[[ Data to process open ]]

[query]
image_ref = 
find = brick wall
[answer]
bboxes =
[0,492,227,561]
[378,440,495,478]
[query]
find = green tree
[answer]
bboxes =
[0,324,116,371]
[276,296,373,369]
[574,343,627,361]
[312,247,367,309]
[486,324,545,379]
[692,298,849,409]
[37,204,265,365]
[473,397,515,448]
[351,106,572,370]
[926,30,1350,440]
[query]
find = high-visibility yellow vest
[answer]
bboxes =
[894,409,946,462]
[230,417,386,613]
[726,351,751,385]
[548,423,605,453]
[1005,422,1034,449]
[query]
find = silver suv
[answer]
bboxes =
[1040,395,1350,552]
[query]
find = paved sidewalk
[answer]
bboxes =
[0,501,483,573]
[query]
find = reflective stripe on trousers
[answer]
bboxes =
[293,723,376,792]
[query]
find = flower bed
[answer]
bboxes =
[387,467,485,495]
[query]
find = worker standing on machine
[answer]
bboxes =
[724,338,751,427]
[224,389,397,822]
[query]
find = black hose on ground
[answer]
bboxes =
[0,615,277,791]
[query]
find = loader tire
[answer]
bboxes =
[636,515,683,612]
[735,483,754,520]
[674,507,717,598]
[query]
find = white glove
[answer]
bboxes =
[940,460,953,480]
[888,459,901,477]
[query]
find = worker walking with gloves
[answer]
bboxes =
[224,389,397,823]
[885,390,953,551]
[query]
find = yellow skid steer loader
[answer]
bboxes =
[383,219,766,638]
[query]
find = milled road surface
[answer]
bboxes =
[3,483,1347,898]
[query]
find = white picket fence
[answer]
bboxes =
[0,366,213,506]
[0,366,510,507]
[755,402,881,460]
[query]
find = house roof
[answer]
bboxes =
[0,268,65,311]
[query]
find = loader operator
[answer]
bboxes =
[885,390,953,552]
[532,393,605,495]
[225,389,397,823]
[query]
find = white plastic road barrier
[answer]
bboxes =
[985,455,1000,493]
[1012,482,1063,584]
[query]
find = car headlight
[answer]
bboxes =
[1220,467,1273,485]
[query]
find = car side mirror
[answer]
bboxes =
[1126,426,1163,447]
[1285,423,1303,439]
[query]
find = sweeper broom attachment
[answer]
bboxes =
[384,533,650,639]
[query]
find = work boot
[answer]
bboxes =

[[ Data to process closed ]]

**Task to carry out:**
Find how many lines in the material above hold the word "yellow", then reply with only that figure.

**Finished task:**
2